What is expected:
Pick out and copy every line of the entries below that contains the word "positive", matching case.

Data to examine:
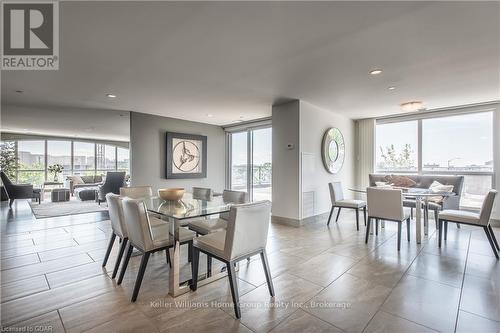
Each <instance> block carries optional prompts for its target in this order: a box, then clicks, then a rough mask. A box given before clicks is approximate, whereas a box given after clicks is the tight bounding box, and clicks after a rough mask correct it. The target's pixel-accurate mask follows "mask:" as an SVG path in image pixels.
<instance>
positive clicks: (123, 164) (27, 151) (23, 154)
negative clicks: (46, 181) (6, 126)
mask: <svg viewBox="0 0 500 333" xmlns="http://www.w3.org/2000/svg"><path fill="white" fill-rule="evenodd" d="M12 142H14V143H15V146H16V147H17V148H16V154H17V157H18V168H17V170H16V173H15V179H13V180H15V181H16V182H17V183H29V184H33V185H34V186H35V187H41V186H42V185H43V183H44V182H45V181H52V180H53V174H50V173H49V172H48V170H47V169H48V167H50V166H51V165H54V164H61V165H62V166H63V167H64V170H63V172H62V174H60V175H59V181H64V180H65V179H66V176H69V175H82V176H85V175H95V174H106V172H107V171H116V170H119V171H125V172H127V173H128V172H129V165H130V163H129V149H128V148H124V147H119V146H115V145H109V144H101V143H94V142H88V141H85V142H83V141H72V140H17V141H12Z"/></svg>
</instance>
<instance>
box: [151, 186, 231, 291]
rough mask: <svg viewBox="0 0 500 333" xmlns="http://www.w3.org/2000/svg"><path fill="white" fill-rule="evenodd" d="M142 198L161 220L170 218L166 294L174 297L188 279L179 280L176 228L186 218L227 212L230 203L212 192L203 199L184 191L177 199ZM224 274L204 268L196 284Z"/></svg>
mask: <svg viewBox="0 0 500 333" xmlns="http://www.w3.org/2000/svg"><path fill="white" fill-rule="evenodd" d="M143 200H144V203H145V205H146V208H147V210H148V211H149V212H151V213H154V214H156V215H159V216H160V217H161V218H162V220H164V221H168V222H170V234H171V235H173V236H174V245H173V248H172V249H171V251H170V258H171V269H170V273H169V294H170V295H171V296H172V297H177V296H179V295H182V294H184V293H186V292H188V291H189V290H190V289H189V281H190V280H187V281H181V275H180V266H181V263H180V239H179V228H182V227H183V226H182V225H185V224H186V223H187V222H188V220H189V219H193V218H203V217H208V216H210V215H215V214H220V213H225V212H229V210H230V208H231V205H233V203H231V202H225V201H224V199H223V197H222V196H214V197H213V198H212V199H211V200H203V199H198V198H195V197H193V195H192V194H191V193H185V194H184V196H183V197H182V199H181V200H179V201H165V200H163V199H161V198H160V197H149V198H145V199H143ZM225 275H226V274H225V273H218V274H213V272H207V273H205V275H203V276H200V277H199V281H200V282H198V285H204V284H207V283H210V282H213V281H215V280H218V279H220V278H222V277H224V276H225Z"/></svg>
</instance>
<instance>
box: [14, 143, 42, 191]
mask: <svg viewBox="0 0 500 333" xmlns="http://www.w3.org/2000/svg"><path fill="white" fill-rule="evenodd" d="M17 157H18V172H17V181H18V182H19V183H30V184H33V185H35V186H41V185H42V184H43V182H44V181H45V141H19V142H18V143H17Z"/></svg>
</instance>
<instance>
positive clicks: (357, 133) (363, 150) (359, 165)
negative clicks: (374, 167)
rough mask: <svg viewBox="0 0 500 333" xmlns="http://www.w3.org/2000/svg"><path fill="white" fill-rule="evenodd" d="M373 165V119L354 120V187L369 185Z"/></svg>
mask: <svg viewBox="0 0 500 333" xmlns="http://www.w3.org/2000/svg"><path fill="white" fill-rule="evenodd" d="M374 165H375V119H361V120H356V166H355V167H356V187H358V188H366V187H368V185H369V182H368V174H369V173H372V172H373V170H374Z"/></svg>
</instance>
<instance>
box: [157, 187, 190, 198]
mask: <svg viewBox="0 0 500 333" xmlns="http://www.w3.org/2000/svg"><path fill="white" fill-rule="evenodd" d="M184 192H185V190H184V189H183V188H181V187H177V188H163V189H159V190H158V196H159V197H160V198H162V199H163V200H166V201H178V200H181V199H182V196H183V195H184Z"/></svg>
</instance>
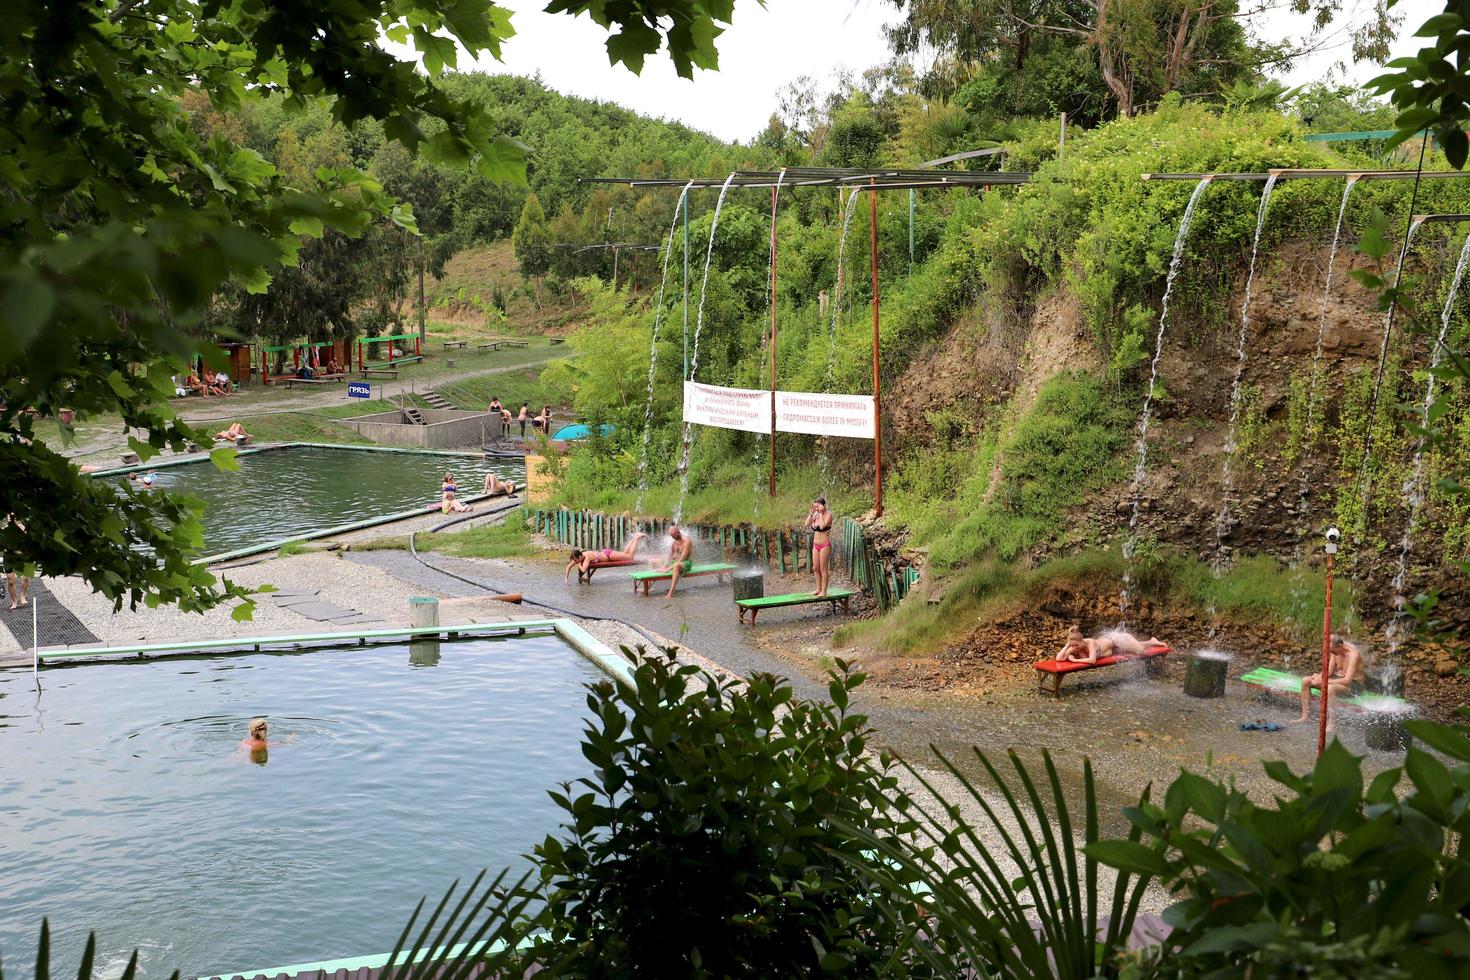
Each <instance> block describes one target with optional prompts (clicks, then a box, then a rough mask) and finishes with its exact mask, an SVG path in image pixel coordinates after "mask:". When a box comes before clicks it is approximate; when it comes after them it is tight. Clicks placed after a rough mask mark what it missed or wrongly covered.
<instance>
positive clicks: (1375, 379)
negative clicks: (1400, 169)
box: [1352, 215, 1426, 544]
mask: <svg viewBox="0 0 1470 980" xmlns="http://www.w3.org/2000/svg"><path fill="white" fill-rule="evenodd" d="M1424 217H1426V216H1424V215H1416V216H1414V217H1413V219H1411V220H1410V223H1408V234H1407V235H1404V247H1402V248H1399V250H1398V266H1397V267H1395V269H1394V288H1395V289H1398V287H1399V284H1402V281H1404V263H1405V262H1407V260H1408V248H1410V245H1413V244H1414V232H1417V231H1419V228H1420V225H1423V223H1424ZM1397 310H1398V301H1397V300H1395V301H1394V303H1391V304H1389V307H1388V314H1386V316H1385V317H1383V342H1382V344H1379V360H1377V370H1376V372H1374V375H1373V395H1372V398H1369V414H1367V422H1366V425H1364V429H1366V430H1364V433H1363V463H1360V464H1358V483H1357V486H1358V491H1357V498H1358V500H1360V501H1363V517H1361V520H1360V522H1358V526H1357V533H1354V536H1352V538H1354V542H1357V544H1361V542H1363V535H1364V533H1366V532H1367V523H1369V513H1367V508H1369V492H1370V491H1372V479H1373V475H1372V472H1370V470H1369V463H1370V461H1372V458H1373V420H1374V419H1376V417H1377V401H1379V394H1380V391H1382V388H1383V372H1385V369H1386V367H1388V345H1389V339H1391V338H1392V334H1394V313H1395V311H1397Z"/></svg>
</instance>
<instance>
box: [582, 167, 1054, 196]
mask: <svg viewBox="0 0 1470 980" xmlns="http://www.w3.org/2000/svg"><path fill="white" fill-rule="evenodd" d="M778 179H779V181H781V185H782V187H844V185H854V184H860V185H863V188H864V190H873V188H875V187H876V188H878V190H881V191H900V190H901V191H907V190H917V188H948V187H1003V185H1019V184H1026V182H1029V181H1030V173H1005V172H991V173H973V172H967V170H935V169H926V167H911V169H904V167H894V169H875V170H863V169H854V167H788V169H786V170H785V176H781V172H776V170H736V172H735V176H734V179H731V181H729V184H731V187H757V188H767V187H775V185H776V181H778ZM725 181H726V178H713V176H711V178H695V179H694V181H688V179H673V178H659V179H651V178H650V179H644V178H628V176H584V178H578V184H622V185H626V187H685V185H689V184H692V185H694V187H722V185H723V184H725Z"/></svg>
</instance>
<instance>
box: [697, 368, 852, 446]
mask: <svg viewBox="0 0 1470 980" xmlns="http://www.w3.org/2000/svg"><path fill="white" fill-rule="evenodd" d="M684 420H685V422H691V423H694V425H707V426H716V428H720V429H738V430H741V432H770V391H760V389H753V388H720V386H719V385H701V383H698V382H692V381H686V382H684ZM873 423H875V419H873V397H872V395H826V394H813V392H804V391H778V392H776V429H778V430H779V432H804V433H807V435H836V436H845V438H850V439H872V438H873Z"/></svg>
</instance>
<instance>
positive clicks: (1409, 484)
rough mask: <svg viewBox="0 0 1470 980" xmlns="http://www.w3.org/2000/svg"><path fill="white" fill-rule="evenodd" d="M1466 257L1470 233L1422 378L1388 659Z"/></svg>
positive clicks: (1401, 633)
mask: <svg viewBox="0 0 1470 980" xmlns="http://www.w3.org/2000/svg"><path fill="white" fill-rule="evenodd" d="M1467 260H1470V235H1466V241H1464V244H1463V245H1461V247H1460V260H1458V262H1455V275H1454V278H1452V279H1451V281H1449V295H1446V297H1445V306H1444V309H1442V310H1441V313H1439V335H1438V336H1436V338H1435V345H1433V348H1432V350H1430V353H1429V378H1427V381H1426V382H1424V401H1423V404H1421V407H1420V411H1419V426H1420V429H1421V432H1420V433H1419V441H1417V442H1416V445H1414V464H1413V467H1411V469H1410V476H1408V479H1407V480H1405V482H1404V498H1405V500H1407V501H1408V522H1407V523H1405V525H1404V536H1402V538H1401V539H1399V542H1398V569H1397V570H1395V573H1394V583H1392V585H1394V617H1392V619H1391V620H1389V623H1388V627H1386V629H1385V630H1383V639H1385V641H1386V644H1388V657H1389V660H1391V663H1392V658H1394V657H1395V655H1397V654H1398V646H1399V644H1402V641H1404V619H1405V616H1404V607H1405V605H1407V598H1405V597H1404V589H1405V588H1407V583H1408V557H1410V555H1411V554H1413V551H1414V532H1416V530H1417V529H1419V514H1420V511H1421V510H1423V507H1424V438H1426V435H1427V432H1429V425H1430V413H1432V411H1433V407H1435V388H1436V386H1438V383H1436V382H1438V378H1436V375H1435V372H1436V369H1438V367H1439V361H1441V360H1442V359H1444V354H1445V342H1446V341H1448V339H1449V320H1451V319H1452V316H1454V309H1455V298H1457V297H1458V295H1460V284H1461V282H1464V275H1466V263H1467Z"/></svg>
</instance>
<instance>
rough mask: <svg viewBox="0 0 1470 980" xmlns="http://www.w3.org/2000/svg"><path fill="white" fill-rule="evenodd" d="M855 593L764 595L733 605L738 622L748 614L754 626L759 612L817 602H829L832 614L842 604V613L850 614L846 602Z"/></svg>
mask: <svg viewBox="0 0 1470 980" xmlns="http://www.w3.org/2000/svg"><path fill="white" fill-rule="evenodd" d="M854 595H857V592H851V591H847V589H836V591H835V592H828V594H826V595H813V594H811V592H792V594H791V595H766V597H763V598H759V599H735V605H736V607H738V608H739V621H741V623H744V621H745V613H747V611H748V613H750V624H751V626H754V624H756V616H757V614H759V613H760V611H761V610H772V608H779V607H782V605H814V604H817V602H831V604H832V613H836V604H838V602H841V604H842V611H844V613H850V611H851V607H850V605H848V602H850V601H851V598H853V597H854Z"/></svg>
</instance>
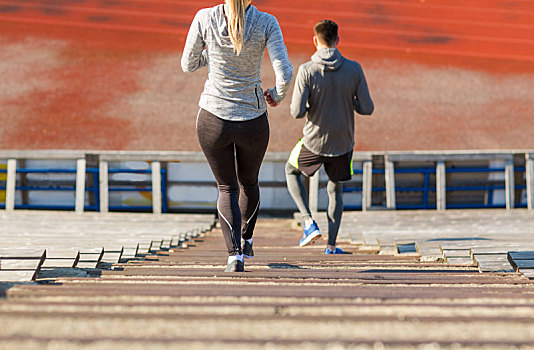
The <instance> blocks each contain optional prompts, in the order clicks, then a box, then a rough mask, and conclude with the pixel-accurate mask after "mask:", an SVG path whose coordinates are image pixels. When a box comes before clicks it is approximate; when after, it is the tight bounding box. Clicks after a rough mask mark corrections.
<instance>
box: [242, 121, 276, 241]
mask: <svg viewBox="0 0 534 350" xmlns="http://www.w3.org/2000/svg"><path fill="white" fill-rule="evenodd" d="M242 123H243V125H242V126H243V127H242V128H241V130H240V133H239V135H238V136H237V137H236V139H237V141H236V160H237V174H238V179H239V185H240V194H239V208H240V210H241V218H242V227H241V236H242V237H243V239H251V238H252V235H253V233H254V227H255V226H256V219H257V218H258V211H259V207H260V188H259V185H258V175H259V172H260V167H261V163H262V162H263V157H264V156H265V151H266V150H267V145H268V144H269V121H268V119H267V115H266V114H264V115H262V116H260V117H258V118H256V119H253V120H250V121H246V122H242Z"/></svg>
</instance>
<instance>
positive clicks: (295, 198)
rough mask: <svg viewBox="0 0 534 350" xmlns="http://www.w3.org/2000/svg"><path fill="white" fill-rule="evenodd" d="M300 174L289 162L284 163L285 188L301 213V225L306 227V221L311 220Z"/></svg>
mask: <svg viewBox="0 0 534 350" xmlns="http://www.w3.org/2000/svg"><path fill="white" fill-rule="evenodd" d="M301 174H302V172H301V171H300V170H298V169H297V168H295V167H294V166H293V165H291V164H289V162H288V163H286V181H287V189H288V190H289V194H291V197H292V198H293V200H294V201H295V204H296V205H297V207H298V209H299V211H300V214H301V215H302V225H303V227H306V223H307V222H309V221H311V220H312V216H311V212H310V208H309V206H308V200H307V199H306V198H307V197H308V192H307V191H306V187H304V184H303V183H302V179H301Z"/></svg>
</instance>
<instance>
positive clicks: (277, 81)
mask: <svg viewBox="0 0 534 350" xmlns="http://www.w3.org/2000/svg"><path fill="white" fill-rule="evenodd" d="M271 19H272V20H271V24H270V26H268V28H267V51H268V52H269V57H270V58H271V64H272V66H273V69H274V73H275V75H276V86H275V88H274V89H271V90H269V92H270V93H271V96H272V98H273V100H274V101H275V102H276V103H279V102H280V101H282V100H283V99H284V97H285V96H286V94H287V91H288V90H289V86H290V84H291V79H293V66H292V65H291V62H290V61H289V57H288V54H287V48H286V45H285V44H284V37H283V36H282V30H281V29H280V25H279V24H278V21H277V20H276V18H275V17H274V16H272V17H271Z"/></svg>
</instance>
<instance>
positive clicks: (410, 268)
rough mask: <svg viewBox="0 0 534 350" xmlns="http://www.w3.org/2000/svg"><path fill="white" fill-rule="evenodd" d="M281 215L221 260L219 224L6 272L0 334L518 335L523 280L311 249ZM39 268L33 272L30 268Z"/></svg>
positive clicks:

Answer for the task:
positive clicks: (123, 164) (27, 151) (23, 154)
positive clicks: (357, 133) (363, 150) (359, 165)
positive clicks: (1375, 379)
positive clicks: (1409, 484)
positive clicks: (1401, 633)
positive clicks: (295, 198)
positive clicks: (277, 81)
positive clicks: (410, 268)
positive clicks:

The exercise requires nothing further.